**Text segment**.
Given a LL(2) grammar , how can i determine if it is strong ?

  • 3
    $\begingroup$ I am not sure if this is in the scope of cstheory since this does not seem to be a research-level question. Please read the FAQ. $\endgroup$
    – Kaveh
    May 7, 2011 at 20:35
  • 10
    $\begingroup$ what is a "strong" grammar ? $\endgroup$ May 8, 2011 at 5:43

2 Answers 2


From http://slkpg.com/llkparse.html

Definition:  A grammar G = ( N, T, P, S ) is said to be strong
LL(k) for some fixed natural number k if for all
nonterminals A, and for any two distinct A-productions in the grammar

$A \rightarrow \alpha$

$A \rightarrow \beta$

$FIRST_k ( \alpha \,\, FOLLOW_k (A) ) \cap FIRST_k ( \beta \,\, FOLLOW_k (A) ) = \emptyset$

That is, each parsing decision is based only on the next k tokens of the
input for the current nonterminal that is being expanded.

The term strong is misleading here. Strong LL(k) languages are a proper subset of LL(k) languages, and every LL(k) grammar is also strong LL(k). So the answer is that if you have an LL(2) grammar, it is strong LL(2).

**To do**. Reproduce verbatim the passage of the strong LL(k) grammar discussion from "That is, each" up to and including "is strong LL(2).".

**Extracted material**.
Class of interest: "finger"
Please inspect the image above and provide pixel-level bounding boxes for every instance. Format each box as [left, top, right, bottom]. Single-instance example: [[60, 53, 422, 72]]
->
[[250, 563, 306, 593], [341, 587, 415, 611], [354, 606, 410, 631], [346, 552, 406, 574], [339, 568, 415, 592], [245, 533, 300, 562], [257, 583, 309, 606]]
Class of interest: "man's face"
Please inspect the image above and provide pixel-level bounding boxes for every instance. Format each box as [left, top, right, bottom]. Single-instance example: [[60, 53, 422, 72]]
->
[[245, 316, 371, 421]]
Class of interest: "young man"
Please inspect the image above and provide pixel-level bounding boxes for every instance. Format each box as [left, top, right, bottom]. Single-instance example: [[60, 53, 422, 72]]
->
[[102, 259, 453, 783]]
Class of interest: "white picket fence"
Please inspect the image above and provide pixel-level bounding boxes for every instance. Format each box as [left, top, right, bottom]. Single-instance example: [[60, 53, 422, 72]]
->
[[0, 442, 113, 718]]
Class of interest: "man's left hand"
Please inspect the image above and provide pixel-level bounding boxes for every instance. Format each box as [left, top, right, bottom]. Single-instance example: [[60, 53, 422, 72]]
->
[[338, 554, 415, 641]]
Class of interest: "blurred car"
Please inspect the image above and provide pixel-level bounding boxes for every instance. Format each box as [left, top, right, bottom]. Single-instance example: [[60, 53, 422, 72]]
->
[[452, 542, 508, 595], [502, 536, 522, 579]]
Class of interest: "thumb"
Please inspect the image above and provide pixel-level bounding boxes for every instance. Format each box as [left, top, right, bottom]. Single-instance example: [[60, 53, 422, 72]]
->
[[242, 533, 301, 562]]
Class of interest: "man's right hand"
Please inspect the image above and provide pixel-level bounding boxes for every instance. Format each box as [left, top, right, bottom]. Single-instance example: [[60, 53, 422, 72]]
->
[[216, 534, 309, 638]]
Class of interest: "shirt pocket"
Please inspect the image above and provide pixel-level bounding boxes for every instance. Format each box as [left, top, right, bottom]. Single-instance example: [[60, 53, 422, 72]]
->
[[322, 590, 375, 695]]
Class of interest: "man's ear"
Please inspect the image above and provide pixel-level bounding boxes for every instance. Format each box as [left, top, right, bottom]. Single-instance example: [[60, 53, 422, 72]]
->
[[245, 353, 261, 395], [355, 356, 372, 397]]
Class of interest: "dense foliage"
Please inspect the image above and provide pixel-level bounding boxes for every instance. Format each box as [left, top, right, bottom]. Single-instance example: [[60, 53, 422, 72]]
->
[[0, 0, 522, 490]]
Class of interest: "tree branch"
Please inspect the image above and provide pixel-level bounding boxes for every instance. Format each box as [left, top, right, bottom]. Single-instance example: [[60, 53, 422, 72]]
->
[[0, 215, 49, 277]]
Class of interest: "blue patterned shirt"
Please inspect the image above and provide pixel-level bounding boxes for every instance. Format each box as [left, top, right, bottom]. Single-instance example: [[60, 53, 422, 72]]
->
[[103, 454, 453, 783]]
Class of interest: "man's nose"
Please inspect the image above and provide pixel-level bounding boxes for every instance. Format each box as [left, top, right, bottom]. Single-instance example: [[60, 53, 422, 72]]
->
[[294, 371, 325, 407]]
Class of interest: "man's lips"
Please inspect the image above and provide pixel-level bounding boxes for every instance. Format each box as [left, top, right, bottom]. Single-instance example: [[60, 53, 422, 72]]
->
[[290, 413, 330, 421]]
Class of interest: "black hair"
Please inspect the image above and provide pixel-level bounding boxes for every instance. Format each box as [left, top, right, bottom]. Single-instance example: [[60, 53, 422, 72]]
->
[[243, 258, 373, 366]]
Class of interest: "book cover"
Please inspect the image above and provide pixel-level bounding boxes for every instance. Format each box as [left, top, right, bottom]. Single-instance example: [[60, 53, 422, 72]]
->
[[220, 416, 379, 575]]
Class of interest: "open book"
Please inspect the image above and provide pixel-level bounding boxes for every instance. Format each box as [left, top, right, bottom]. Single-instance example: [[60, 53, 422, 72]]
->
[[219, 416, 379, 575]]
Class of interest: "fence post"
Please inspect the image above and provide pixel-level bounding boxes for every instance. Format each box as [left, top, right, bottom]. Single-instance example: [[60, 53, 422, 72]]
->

**Completed exercise**.
That is, each parsing decision is based only on the next k tokens of the
input for the current nonterminal that is being expanded.

The term strong is misleading here. Strong LL(k) languages are a proper subset of LL(k) languages, and every LL(k) grammar is also strong LL(k). So the answer is that if you have an LL(2) grammar, it is strong LL(2).